[Aufgabenstellung]:
**1)** Mit welcher Einrichtung arbeitet Rewe laut dem Artikel über Rewe zusammen, um Wetterdaten und Prognosen zu bekommen?
**2)** Schreiben Sie bitte aus dem Artikel über Rewe den Abschnitt ab, der bei „Für diese Wahrscheinlichkeitsverteilungen“ anfängt und bei „durch die Republik.“ aufhört.

[Vorliegender Text]:
________________

Rewe plant den Supermarkt der Zukunft – das kommt bald auf Kunden zu

Mehr „Jacobs Krönung“ passt nicht ins Kaffee-Regal in der kleinen Supermarkt-Filiale von Rewe Rahmati auf der Dürener Straße in Köln. Offenbar erwartet dort Rewe-Kaufmann Rahmati viel Nachfrage an einem Mittwoch Anfang September. Jacobs gehört laut dem Marktforschungsunternehmen Kantar zu den beliebtesten Kaffee-Marken in Deutschland und wurde gerade noch zum Aktionspreis angeboten.

Es sind aber nicht nur diese beiden naheliegenden Anhaltspunkte, die hinter der Regalmengenplanung für die kleine Stadtteil-Filiale stehen. Auch eine Vielzahl anderer Faktoren ist wichtig – vor allem aber Technik.

„Software, Algorithmen und künstliche Intelligenz sorgen für eine passgenaue Planung“, sagt Claus Deichsel, Direktor Retail Technology bei Rewe. Das System wird mit zahllosen Daten gefüttert. Der Computer rechnet aus, welche Mengen je Produkt und Tag voraussichtlich benötigt werden. Und zwar für alle rund 3800 Rewe-Märkte in Deutschland mit ihren bis zu 45.000 Artikeln.

Für diese Wahrscheinlichkeitsverteilungen nutzt Rewe zum einen historische Daten, etwa die Abverkaufszahlen der vergangenen acht Wochen oder auch die Kassendaten der Vorjahre für den betreffenden Zeitraum.

Zum anderen spielen saisonale und regionale Effekte eine Rolle, also unter anderem die Jahreszeit, Feiertage, Brückentage, Urlaub und Ferien, wann welches Obst und Gemüse gerade seine Hauptzeit hat. Einberechnet werden zudem Diebstahlquoten und Lagerfehler. Und auch aufs Wetter wird geachtet. Dafür kooperiert Rewe mit dem Deutschen Wetterdienst und bekommt Daten und Prognosen von Wetterstationen quer durch die Republik.

„Das spielt zum Beispiel eine große Rolle für Warengruppen wie Getränke und Eis oder für Grillgut“, erklärt Deichsel. Zudem würden sich längerfristige Schlechtwetterlagen auch grundsätzlich in den Umsätzen und im Einkaufsverhalten bemerkbar machen. „Die Leute gehen dann weniger häufig vor die Tür und in die Läden.“

Weniger Lebensmittelverschwendung?

________________

[Angezeigte Daten]:
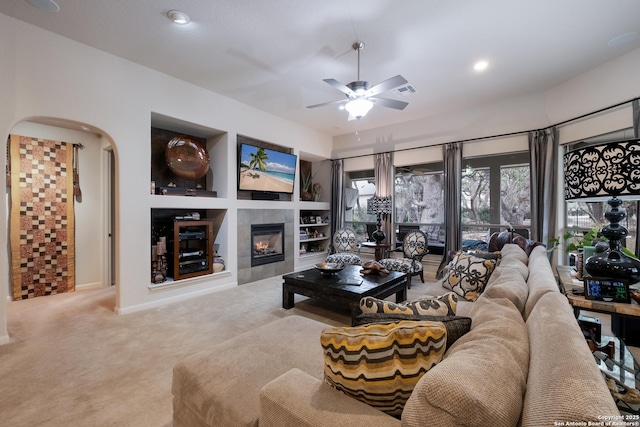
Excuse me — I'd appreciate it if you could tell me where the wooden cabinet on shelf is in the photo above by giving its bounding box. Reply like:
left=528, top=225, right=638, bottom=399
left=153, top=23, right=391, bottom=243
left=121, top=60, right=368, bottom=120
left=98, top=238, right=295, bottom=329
left=300, top=210, right=331, bottom=257
left=168, top=219, right=213, bottom=280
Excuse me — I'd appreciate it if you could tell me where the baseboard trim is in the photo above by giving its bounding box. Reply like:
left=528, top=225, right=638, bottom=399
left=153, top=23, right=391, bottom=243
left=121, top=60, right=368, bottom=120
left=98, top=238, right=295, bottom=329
left=114, top=282, right=238, bottom=314
left=76, top=282, right=103, bottom=291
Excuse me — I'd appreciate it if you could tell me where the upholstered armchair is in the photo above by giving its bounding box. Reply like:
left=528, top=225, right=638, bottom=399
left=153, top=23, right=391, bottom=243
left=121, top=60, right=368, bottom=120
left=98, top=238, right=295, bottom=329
left=380, top=230, right=429, bottom=287
left=326, top=227, right=362, bottom=265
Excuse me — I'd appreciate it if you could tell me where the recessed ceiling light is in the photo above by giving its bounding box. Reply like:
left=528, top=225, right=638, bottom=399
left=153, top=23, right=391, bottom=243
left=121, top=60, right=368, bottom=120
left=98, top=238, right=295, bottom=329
left=167, top=10, right=191, bottom=25
left=27, top=0, right=60, bottom=12
left=473, top=59, right=489, bottom=71
left=607, top=31, right=638, bottom=47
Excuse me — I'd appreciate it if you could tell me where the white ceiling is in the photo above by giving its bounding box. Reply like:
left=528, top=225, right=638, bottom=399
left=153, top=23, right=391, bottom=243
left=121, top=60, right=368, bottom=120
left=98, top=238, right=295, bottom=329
left=0, top=0, right=640, bottom=135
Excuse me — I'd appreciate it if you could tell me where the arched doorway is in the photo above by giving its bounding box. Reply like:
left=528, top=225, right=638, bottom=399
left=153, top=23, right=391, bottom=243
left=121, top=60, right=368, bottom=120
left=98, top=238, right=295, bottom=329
left=8, top=117, right=118, bottom=306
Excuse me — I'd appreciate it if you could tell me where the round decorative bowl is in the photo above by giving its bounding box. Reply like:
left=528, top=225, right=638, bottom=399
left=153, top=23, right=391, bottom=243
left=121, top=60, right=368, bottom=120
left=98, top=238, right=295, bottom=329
left=164, top=135, right=209, bottom=180
left=315, top=262, right=344, bottom=274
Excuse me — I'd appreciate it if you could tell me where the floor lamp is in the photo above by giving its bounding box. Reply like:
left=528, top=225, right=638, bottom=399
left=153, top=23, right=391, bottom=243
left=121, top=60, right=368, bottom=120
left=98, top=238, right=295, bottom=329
left=563, top=139, right=640, bottom=283
left=367, top=196, right=391, bottom=245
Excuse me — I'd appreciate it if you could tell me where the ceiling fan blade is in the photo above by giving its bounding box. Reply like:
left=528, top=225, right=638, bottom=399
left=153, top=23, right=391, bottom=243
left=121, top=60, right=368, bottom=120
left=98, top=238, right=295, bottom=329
left=307, top=99, right=348, bottom=108
left=322, top=79, right=356, bottom=97
left=364, top=74, right=409, bottom=96
left=369, top=98, right=409, bottom=110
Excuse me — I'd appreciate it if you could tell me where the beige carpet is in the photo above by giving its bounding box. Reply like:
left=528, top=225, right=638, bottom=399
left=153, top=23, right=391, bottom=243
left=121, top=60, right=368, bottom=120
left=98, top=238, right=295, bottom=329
left=0, top=277, right=436, bottom=427
left=0, top=277, right=640, bottom=427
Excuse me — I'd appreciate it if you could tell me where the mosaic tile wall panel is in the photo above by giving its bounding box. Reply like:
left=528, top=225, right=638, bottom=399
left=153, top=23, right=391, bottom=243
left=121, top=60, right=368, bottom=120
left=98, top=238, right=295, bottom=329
left=10, top=135, right=75, bottom=300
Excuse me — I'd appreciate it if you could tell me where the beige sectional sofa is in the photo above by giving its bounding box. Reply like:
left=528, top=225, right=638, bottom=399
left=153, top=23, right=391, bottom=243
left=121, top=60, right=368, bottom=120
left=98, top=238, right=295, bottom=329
left=172, top=244, right=619, bottom=427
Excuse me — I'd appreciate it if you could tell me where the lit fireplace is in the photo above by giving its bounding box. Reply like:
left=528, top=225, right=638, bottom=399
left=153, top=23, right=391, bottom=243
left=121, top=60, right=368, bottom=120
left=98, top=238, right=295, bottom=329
left=251, top=224, right=284, bottom=267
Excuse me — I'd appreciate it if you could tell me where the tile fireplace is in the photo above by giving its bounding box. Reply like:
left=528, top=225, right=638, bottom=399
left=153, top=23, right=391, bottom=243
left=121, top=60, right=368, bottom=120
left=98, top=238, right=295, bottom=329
left=251, top=224, right=285, bottom=267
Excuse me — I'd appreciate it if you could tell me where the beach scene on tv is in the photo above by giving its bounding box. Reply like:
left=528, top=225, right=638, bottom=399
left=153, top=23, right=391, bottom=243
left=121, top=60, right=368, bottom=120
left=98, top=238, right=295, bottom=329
left=238, top=144, right=296, bottom=193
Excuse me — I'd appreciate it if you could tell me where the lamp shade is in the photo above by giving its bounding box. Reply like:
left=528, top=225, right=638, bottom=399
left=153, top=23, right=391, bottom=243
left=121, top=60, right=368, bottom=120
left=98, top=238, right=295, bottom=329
left=563, top=139, right=640, bottom=202
left=367, top=196, right=391, bottom=215
left=563, top=139, right=640, bottom=286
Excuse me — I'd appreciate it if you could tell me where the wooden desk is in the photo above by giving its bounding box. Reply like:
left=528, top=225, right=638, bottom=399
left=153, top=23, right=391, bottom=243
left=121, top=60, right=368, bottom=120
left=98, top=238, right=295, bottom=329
left=362, top=242, right=391, bottom=261
left=556, top=266, right=640, bottom=317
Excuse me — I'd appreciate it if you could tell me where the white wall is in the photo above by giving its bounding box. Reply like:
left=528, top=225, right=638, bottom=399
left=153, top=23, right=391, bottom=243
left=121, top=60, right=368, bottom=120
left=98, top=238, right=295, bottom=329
left=0, top=14, right=331, bottom=340
left=8, top=122, right=106, bottom=294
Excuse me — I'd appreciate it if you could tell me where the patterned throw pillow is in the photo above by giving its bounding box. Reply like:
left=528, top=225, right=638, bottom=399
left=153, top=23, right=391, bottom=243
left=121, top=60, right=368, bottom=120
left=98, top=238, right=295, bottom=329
left=360, top=292, right=458, bottom=316
left=442, top=253, right=496, bottom=301
left=320, top=321, right=447, bottom=417
left=353, top=313, right=471, bottom=350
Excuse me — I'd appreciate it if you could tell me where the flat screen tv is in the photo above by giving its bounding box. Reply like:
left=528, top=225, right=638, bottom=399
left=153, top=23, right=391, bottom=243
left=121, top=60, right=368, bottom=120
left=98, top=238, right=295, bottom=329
left=238, top=143, right=298, bottom=194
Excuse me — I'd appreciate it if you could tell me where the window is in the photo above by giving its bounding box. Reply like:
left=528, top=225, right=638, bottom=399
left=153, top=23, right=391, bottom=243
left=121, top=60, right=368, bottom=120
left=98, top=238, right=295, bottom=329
left=461, top=152, right=531, bottom=242
left=345, top=170, right=376, bottom=242
left=394, top=162, right=444, bottom=247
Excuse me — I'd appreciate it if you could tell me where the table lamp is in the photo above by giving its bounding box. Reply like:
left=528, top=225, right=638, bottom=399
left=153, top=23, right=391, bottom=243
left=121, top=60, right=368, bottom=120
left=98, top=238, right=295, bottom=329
left=367, top=196, right=391, bottom=245
left=563, top=139, right=640, bottom=282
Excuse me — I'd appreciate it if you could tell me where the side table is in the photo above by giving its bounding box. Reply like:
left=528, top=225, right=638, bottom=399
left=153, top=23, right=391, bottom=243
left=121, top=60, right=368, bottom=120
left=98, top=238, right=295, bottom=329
left=556, top=266, right=640, bottom=345
left=361, top=242, right=391, bottom=261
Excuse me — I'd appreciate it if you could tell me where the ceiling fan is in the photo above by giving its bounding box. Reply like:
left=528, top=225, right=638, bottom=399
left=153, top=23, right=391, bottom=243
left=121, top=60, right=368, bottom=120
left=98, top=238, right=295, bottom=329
left=307, top=41, right=409, bottom=120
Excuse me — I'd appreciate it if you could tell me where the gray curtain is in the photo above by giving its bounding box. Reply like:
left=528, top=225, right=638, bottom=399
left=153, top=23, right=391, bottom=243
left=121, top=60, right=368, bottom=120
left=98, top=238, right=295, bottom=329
left=331, top=159, right=344, bottom=236
left=529, top=127, right=563, bottom=249
left=373, top=153, right=395, bottom=244
left=631, top=99, right=640, bottom=256
left=437, top=142, right=462, bottom=278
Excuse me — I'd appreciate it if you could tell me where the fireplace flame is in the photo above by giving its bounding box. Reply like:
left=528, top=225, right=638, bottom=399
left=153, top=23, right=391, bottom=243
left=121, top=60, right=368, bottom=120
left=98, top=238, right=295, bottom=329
left=256, top=242, right=269, bottom=251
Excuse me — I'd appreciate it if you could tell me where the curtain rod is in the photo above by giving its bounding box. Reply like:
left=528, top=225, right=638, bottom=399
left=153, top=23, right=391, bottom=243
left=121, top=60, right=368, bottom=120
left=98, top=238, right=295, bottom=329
left=331, top=97, right=640, bottom=160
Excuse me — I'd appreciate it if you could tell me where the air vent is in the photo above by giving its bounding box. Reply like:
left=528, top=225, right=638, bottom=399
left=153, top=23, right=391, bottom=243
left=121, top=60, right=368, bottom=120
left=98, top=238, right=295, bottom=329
left=392, top=85, right=416, bottom=96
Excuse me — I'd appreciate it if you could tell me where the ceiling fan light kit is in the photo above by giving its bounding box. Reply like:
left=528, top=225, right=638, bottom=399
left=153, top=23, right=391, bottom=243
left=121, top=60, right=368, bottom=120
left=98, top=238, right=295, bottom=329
left=344, top=98, right=373, bottom=120
left=167, top=10, right=191, bottom=25
left=307, top=41, right=409, bottom=120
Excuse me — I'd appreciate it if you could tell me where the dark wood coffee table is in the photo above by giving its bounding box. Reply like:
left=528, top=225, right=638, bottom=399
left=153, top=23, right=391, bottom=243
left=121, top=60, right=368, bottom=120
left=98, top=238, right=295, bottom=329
left=282, top=265, right=407, bottom=322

________________

[Lösungen je Aufgabe]:
**1)** Mit dem Deutschen Wetterdienst.

**2)**
Für diese Wahrscheinlichkeitsverteilungen nutzt Rewe zum einen historische Daten, etwa die Abverkaufszahlen der vergangenen acht Wochen oder auch die Kassendaten der Vorjahre für den betreffenden Zeitraum.

Zum anderen spielen saisonale und regionale Effekte eine Rolle, also unter anderem die Jahreszeit, Feiertage, Brückentage, Urlaub und Ferien, wann welches Obst und Gemüse gerade seine Hauptzeit hat. Einberechnet werden zudem Diebstahlquoten und Lagerfehler. Und auch aufs Wetter wird geachtet. Dafür kooperiert Rewe mit dem Deutschen Wetterdienst und bekommt Daten und Prognosen von Wetterstationen quer durch die Republik.